-------- ENTRIES SUPPLIED --------
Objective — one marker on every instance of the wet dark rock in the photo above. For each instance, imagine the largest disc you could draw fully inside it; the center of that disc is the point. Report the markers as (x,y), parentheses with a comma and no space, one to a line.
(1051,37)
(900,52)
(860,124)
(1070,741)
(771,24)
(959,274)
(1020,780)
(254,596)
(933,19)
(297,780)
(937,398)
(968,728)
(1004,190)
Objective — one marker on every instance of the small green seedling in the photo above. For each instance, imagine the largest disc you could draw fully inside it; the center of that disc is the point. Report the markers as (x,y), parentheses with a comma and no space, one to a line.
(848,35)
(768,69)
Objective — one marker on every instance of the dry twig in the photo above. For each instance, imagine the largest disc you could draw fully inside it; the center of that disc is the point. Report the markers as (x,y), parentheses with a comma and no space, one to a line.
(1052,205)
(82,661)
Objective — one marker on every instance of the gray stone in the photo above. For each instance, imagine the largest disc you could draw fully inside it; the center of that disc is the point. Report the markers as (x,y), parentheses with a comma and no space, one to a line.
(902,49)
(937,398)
--------
◆ **REQUIRED WORK**
Your task is to repeat the data exactly; please include every line.

◆ **EXERCISE RESULT**
Objective — one marker on every instance of the wet dark rock in the photo above. For each instance, imagine the largest disc you could draw fully inside it; the center of that disc is the point. Report the markers as (x,y), parentheses with a comma and no space, one to a line.
(1051,37)
(900,52)
(860,124)
(1070,741)
(771,24)
(959,274)
(1020,780)
(254,596)
(933,19)
(297,780)
(937,398)
(968,728)
(1004,190)
Objective — one marker on every instance of the small green seedling in the photo above. For each instance, imagine the largest disc you could draw fully inside it; the center of that disc is the point. Report the markers as (x,y), parentheses with a comma and no space, one to a line.
(848,35)
(768,69)
Objective — one marker on every instance of the dry twig in the photo above. For each instance, imagine the largest disc you could draw fully inside it; the center of that disc is the point. Report the markers as (x,y), parentheses with a comma and no space, one to a line.
(1052,205)
(82,661)
Objective — one marker on every instance of the gray stone in the photo above. For each instance, imagine the largest disc you could draw fully inside it; the center of that disc is the point. Report the markers as (x,y), parentheses with a comma and no space, one to a line.
(902,49)
(937,398)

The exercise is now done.